▸ **Instructions to follow**
Set down exactly, from the records below, the line with "negative clicks: (205, 361)" through the line with "634L249 632L241 635ZM238", and nothing else.

▸ **Records**

#####

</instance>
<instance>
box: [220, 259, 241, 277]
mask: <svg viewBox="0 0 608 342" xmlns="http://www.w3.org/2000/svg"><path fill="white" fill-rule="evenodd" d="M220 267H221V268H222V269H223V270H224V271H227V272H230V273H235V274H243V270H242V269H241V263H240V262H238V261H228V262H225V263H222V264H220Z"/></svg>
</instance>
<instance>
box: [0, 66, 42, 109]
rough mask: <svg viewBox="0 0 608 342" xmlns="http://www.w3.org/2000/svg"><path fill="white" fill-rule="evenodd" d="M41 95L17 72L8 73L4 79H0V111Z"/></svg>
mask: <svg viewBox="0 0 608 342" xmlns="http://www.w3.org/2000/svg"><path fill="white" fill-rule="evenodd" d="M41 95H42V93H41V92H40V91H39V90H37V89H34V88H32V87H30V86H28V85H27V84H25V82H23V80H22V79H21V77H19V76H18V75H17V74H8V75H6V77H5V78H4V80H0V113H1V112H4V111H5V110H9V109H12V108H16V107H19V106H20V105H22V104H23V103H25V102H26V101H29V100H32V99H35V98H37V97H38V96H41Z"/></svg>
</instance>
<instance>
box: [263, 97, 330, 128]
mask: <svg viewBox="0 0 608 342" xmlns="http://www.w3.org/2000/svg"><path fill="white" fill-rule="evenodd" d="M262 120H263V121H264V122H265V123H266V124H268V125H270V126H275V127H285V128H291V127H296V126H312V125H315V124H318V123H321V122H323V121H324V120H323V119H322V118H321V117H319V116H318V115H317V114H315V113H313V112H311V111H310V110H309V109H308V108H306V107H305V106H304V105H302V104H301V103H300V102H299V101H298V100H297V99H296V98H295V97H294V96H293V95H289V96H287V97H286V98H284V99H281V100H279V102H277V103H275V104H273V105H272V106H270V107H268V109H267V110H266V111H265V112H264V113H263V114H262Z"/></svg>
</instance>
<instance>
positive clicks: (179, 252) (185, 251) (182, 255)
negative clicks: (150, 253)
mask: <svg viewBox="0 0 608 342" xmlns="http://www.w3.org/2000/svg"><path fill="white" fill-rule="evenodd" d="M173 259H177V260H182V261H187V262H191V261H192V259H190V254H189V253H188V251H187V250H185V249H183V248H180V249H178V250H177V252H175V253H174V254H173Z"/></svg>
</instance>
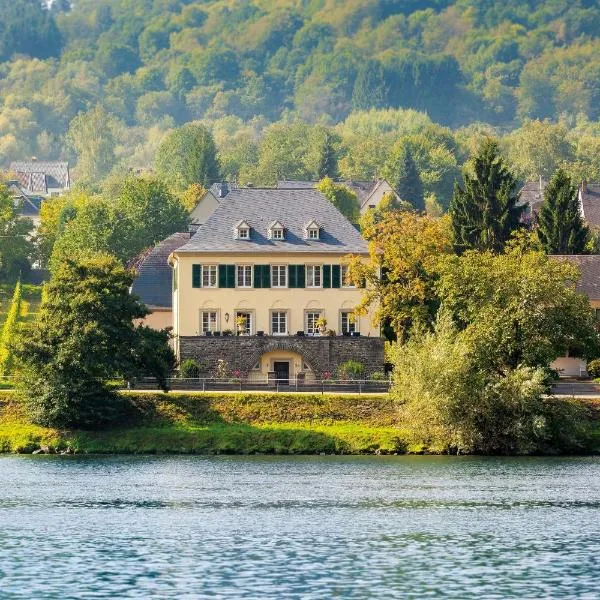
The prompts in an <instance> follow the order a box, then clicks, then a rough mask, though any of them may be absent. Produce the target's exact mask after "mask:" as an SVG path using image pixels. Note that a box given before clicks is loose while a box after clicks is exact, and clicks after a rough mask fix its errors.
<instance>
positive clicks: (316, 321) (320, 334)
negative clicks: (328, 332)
mask: <svg viewBox="0 0 600 600" xmlns="http://www.w3.org/2000/svg"><path fill="white" fill-rule="evenodd" d="M323 314H324V313H323V309H322V308H311V309H309V310H305V311H304V331H305V332H306V335H310V336H314V335H321V332H320V331H319V328H318V327H317V326H316V325H315V323H316V322H317V321H318V320H319V319H320V318H321V317H322V316H323ZM311 321H312V323H313V326H312V327H311V326H310V323H311Z"/></svg>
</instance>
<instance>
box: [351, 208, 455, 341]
mask: <svg viewBox="0 0 600 600" xmlns="http://www.w3.org/2000/svg"><path fill="white" fill-rule="evenodd" d="M370 218H372V215H371V212H369V213H367V216H366V217H365V218H363V221H362V224H363V235H365V237H366V238H367V240H369V254H370V260H369V262H368V263H365V262H364V261H363V260H362V259H360V258H359V257H354V258H352V259H351V261H350V276H351V279H352V280H353V281H354V282H361V281H363V280H364V281H365V282H366V286H365V290H364V293H363V296H362V299H361V303H360V306H359V307H358V308H357V313H358V314H365V313H366V312H367V310H368V309H369V308H372V309H374V310H373V312H374V317H373V318H374V321H377V322H383V323H388V324H389V325H390V326H391V327H392V329H393V330H394V331H395V332H396V334H397V335H398V336H399V337H400V338H401V339H404V338H405V337H406V336H407V335H408V333H409V331H410V329H411V328H412V327H413V326H414V325H415V324H416V323H429V322H431V321H432V320H433V318H434V315H435V311H436V310H437V306H438V301H437V294H436V292H435V287H434V283H435V277H436V276H435V270H434V267H435V264H436V261H437V259H438V257H439V256H441V255H444V254H447V253H449V252H451V250H452V245H451V240H450V231H449V224H448V221H447V219H445V218H444V219H435V218H432V217H430V216H421V215H418V214H416V213H414V212H413V211H390V212H388V213H386V214H385V215H384V217H383V219H382V220H381V221H379V222H376V221H374V220H372V221H371V222H370V223H369V219H370Z"/></svg>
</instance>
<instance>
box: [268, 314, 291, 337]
mask: <svg viewBox="0 0 600 600" xmlns="http://www.w3.org/2000/svg"><path fill="white" fill-rule="evenodd" d="M287 332H288V327H287V312H286V311H284V310H274V311H273V312H272V313H271V335H286V334H287Z"/></svg>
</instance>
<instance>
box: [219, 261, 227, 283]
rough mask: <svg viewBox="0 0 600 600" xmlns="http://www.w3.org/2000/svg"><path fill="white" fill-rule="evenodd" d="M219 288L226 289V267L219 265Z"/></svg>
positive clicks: (226, 271)
mask: <svg viewBox="0 0 600 600" xmlns="http://www.w3.org/2000/svg"><path fill="white" fill-rule="evenodd" d="M219 287H221V288H223V287H227V265H219Z"/></svg>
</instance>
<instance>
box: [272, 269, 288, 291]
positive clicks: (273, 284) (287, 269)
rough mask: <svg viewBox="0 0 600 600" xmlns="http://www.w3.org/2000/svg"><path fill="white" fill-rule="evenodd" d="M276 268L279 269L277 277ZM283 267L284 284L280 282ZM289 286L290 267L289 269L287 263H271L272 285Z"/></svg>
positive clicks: (274, 286) (283, 286) (282, 286)
mask: <svg viewBox="0 0 600 600" xmlns="http://www.w3.org/2000/svg"><path fill="white" fill-rule="evenodd" d="M276 269H277V272H278V275H277V278H276V277H275V276H274V275H275V270H276ZM281 269H283V278H284V284H283V285H281V284H280V282H281ZM276 282H277V283H276ZM287 286H288V269H287V265H271V287H277V288H286V287H287Z"/></svg>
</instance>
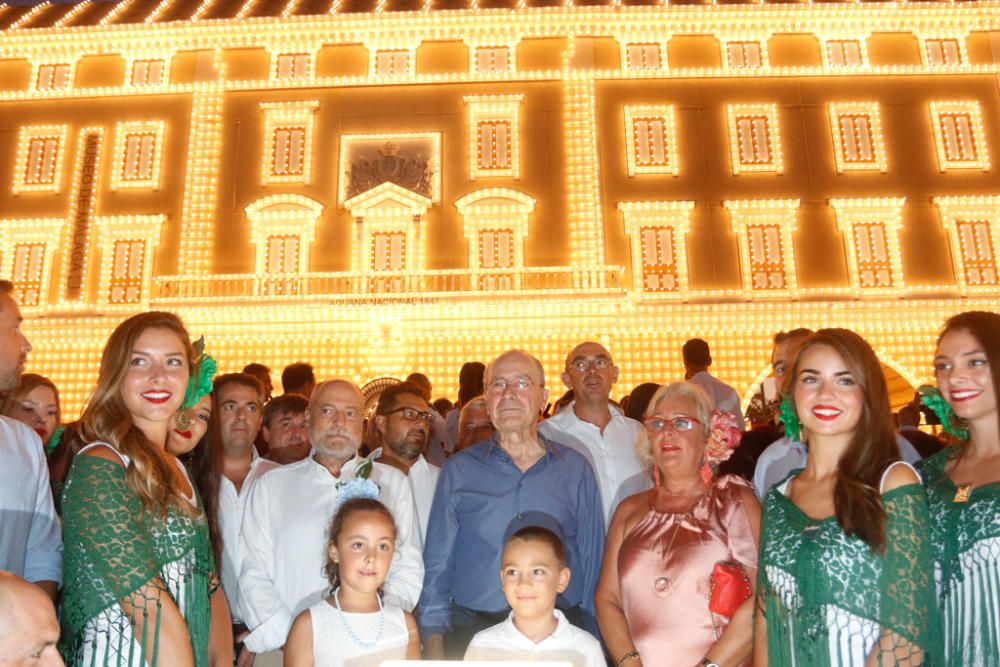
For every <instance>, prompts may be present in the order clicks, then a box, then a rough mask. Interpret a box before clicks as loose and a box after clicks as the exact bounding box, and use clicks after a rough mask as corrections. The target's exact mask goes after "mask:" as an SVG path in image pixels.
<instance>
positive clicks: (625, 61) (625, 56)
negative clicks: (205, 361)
mask: <svg viewBox="0 0 1000 667" xmlns="http://www.w3.org/2000/svg"><path fill="white" fill-rule="evenodd" d="M625 63H626V66H627V68H628V69H632V70H640V69H660V68H661V67H662V61H661V60H660V45H659V44H655V43H648V42H633V43H631V44H628V45H626V47H625Z"/></svg>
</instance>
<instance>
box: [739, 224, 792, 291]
mask: <svg viewBox="0 0 1000 667" xmlns="http://www.w3.org/2000/svg"><path fill="white" fill-rule="evenodd" d="M747 245H748V250H749V254H750V284H751V286H752V288H753V289H755V290H773V289H785V287H786V286H787V285H786V283H785V261H784V258H783V257H782V252H781V230H780V228H779V227H778V225H747Z"/></svg>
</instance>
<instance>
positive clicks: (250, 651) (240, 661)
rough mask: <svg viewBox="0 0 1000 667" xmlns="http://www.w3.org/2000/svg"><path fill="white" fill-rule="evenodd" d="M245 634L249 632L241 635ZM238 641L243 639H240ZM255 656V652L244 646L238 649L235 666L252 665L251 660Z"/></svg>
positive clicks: (252, 664)
mask: <svg viewBox="0 0 1000 667" xmlns="http://www.w3.org/2000/svg"><path fill="white" fill-rule="evenodd" d="M247 634H250V633H249V632H248V633H246V634H245V635H243V637H246V635H247ZM240 641H243V640H242V639H240ZM256 657H257V654H256V653H252V652H251V651H250V649H248V648H247V647H246V646H244V647H243V648H242V649H240V655H239V657H238V658H236V667H253V660H254V658H256Z"/></svg>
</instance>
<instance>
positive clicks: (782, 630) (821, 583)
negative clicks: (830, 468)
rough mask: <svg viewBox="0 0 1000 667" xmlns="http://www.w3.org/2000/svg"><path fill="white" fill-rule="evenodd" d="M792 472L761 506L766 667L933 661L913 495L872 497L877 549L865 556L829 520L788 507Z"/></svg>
mask: <svg viewBox="0 0 1000 667" xmlns="http://www.w3.org/2000/svg"><path fill="white" fill-rule="evenodd" d="M800 472H801V470H796V471H794V472H793V473H792V475H791V476H790V477H789V478H788V479H787V480H785V482H784V483H782V484H779V485H777V486H775V487H774V488H772V489H771V491H770V493H768V495H767V498H766V499H765V503H764V518H763V523H762V528H761V557H760V569H759V574H758V608H759V611H760V612H761V613H763V614H764V615H765V618H766V619H767V653H768V662H769V664H770V665H771V667H784V666H786V665H801V666H802V667H822V666H824V665H831V666H843V667H846V666H848V665H850V666H854V665H858V666H860V665H865V664H866V661H867V660H868V659H869V656H874V657H875V659H876V664H894V665H911V666H912V665H933V664H937V661H936V660H935V659H934V658H935V656H937V655H939V646H940V641H939V640H936V639H935V636H936V635H935V632H936V625H937V624H936V622H935V619H934V617H933V610H934V587H933V583H932V581H931V565H930V563H931V554H930V544H929V542H928V540H927V539H926V535H927V532H928V526H927V524H928V518H927V505H926V501H925V499H924V491H923V489H922V488H921V487H920V486H919V485H918V484H909V485H906V486H903V487H899V488H896V489H893V490H891V491H887V492H885V493H883V494H882V502H883V504H884V506H885V511H886V515H887V521H886V551H885V553H883V554H875V553H873V552H872V550H871V549H869V547H868V545H867V544H865V543H864V542H863V541H862V540H860V539H858V538H857V537H852V536H848V535H847V534H846V533H845V532H844V531H843V529H841V527H840V525H839V524H838V523H837V518H836V517H835V516H831V517H828V518H826V519H824V520H822V521H817V520H815V519H812V518H810V517H809V516H808V515H806V514H805V513H804V512H802V510H800V509H799V508H798V507H797V506H796V505H795V504H794V503H792V501H791V500H790V499H789V498H788V497H787V496H786V495H785V492H786V489H787V487H788V484H789V481H790V480H791V479H792V478H794V477H795V476H796V475H798V474H799V473H800ZM892 654H894V655H895V661H893V659H892V658H893V655H892Z"/></svg>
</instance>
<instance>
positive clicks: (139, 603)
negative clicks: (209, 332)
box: [60, 312, 232, 667]
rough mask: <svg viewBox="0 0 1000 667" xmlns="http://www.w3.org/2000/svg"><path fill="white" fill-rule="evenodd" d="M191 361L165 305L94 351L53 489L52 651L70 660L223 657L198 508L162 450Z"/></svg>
mask: <svg viewBox="0 0 1000 667" xmlns="http://www.w3.org/2000/svg"><path fill="white" fill-rule="evenodd" d="M195 366H196V364H195V351H194V349H193V348H192V346H191V342H190V339H189V337H188V334H187V331H186V330H185V329H184V325H183V324H182V323H181V321H180V320H179V319H178V318H177V317H176V316H174V315H171V314H169V313H158V312H152V313H144V314H141V315H136V316H135V317H131V318H129V319H128V320H125V321H124V322H122V323H121V324H120V325H119V326H118V328H117V329H115V331H114V333H112V334H111V338H110V339H109V340H108V343H107V345H106V346H105V348H104V354H103V356H102V358H101V368H100V373H99V376H98V381H97V387H96V388H95V389H94V392H93V394H92V395H91V397H90V400H89V401H88V404H87V406H86V408H85V409H84V411H83V415H82V416H81V417H80V433H81V437H82V439H83V441H84V442H86V443H88V444H87V446H85V447H83V448H82V449H81V450H80V452H79V453H78V454H77V456H76V458H75V460H74V462H73V465H72V468H71V469H70V472H69V475H68V476H67V479H66V485H65V489H64V492H63V542H64V561H65V565H64V567H65V572H64V581H65V586H64V588H63V599H62V606H61V620H62V640H61V642H60V650H61V651H62V653H63V655H64V657H65V659H66V662H67V663H68V664H70V665H85V666H87V667H90V666H91V665H101V666H105V665H116V666H119V665H128V666H129V667H131V666H133V665H136V666H144V665H149V666H150V667H156V666H160V667H187V666H189V665H190V666H194V665H197V666H198V667H202V666H205V665H224V664H228V665H231V664H232V636H231V635H232V630H231V626H230V621H229V610H228V607H227V605H226V600H225V597H224V595H223V592H222V589H221V588H220V587H219V585H218V578H217V576H216V572H215V564H214V560H213V558H212V549H211V546H210V543H209V537H208V527H207V523H206V520H205V513H204V511H203V509H202V507H201V503H200V501H199V499H198V496H197V494H196V492H195V490H194V488H193V486H192V484H191V482H190V480H189V479H188V477H187V474H186V472H185V470H184V467H183V466H182V465H181V464H180V462H179V461H178V460H177V459H176V458H175V457H174V456H172V455H170V454H168V453H167V452H166V451H165V449H164V445H165V443H166V440H167V432H168V429H169V428H170V426H171V424H172V423H173V420H174V416H175V414H176V413H177V411H178V409H179V408H180V407H181V406H182V403H183V402H185V400H186V399H187V398H188V396H187V394H189V393H191V390H192V388H193V389H197V388H198V387H199V385H200V384H201V383H200V382H198V381H197V380H198V379H201V378H200V377H199V376H200V374H198V373H193V370H194V368H195ZM192 376H194V377H195V378H196V381H195V382H193V383H192V382H191V380H192Z"/></svg>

#####

▸ **Response box**
negative clicks: (205, 361)
mask: <svg viewBox="0 0 1000 667" xmlns="http://www.w3.org/2000/svg"><path fill="white" fill-rule="evenodd" d="M625 63H626V66H627V68H628V69H632V70H640V69H660V68H661V67H662V61H661V60H660V45H659V44H655V43H648V42H633V43H631V44H628V45H626V47H625Z"/></svg>
</instance>
<instance>
box: [739, 224, 792, 291]
mask: <svg viewBox="0 0 1000 667" xmlns="http://www.w3.org/2000/svg"><path fill="white" fill-rule="evenodd" d="M747 245H748V250H749V254H750V284H751V286H752V288H753V289H755V290H773V289H785V287H786V286H787V285H786V283H785V261H784V258H783V257H782V252H781V230H780V228H779V227H778V225H747Z"/></svg>
</instance>
<instance>
positive clicks: (250, 651) (240, 661)
rough mask: <svg viewBox="0 0 1000 667" xmlns="http://www.w3.org/2000/svg"><path fill="white" fill-rule="evenodd" d="M245 634L249 632L241 635ZM238 641L243 639H240ZM255 656V652L244 646L238 649L235 666L252 665L251 660Z"/></svg>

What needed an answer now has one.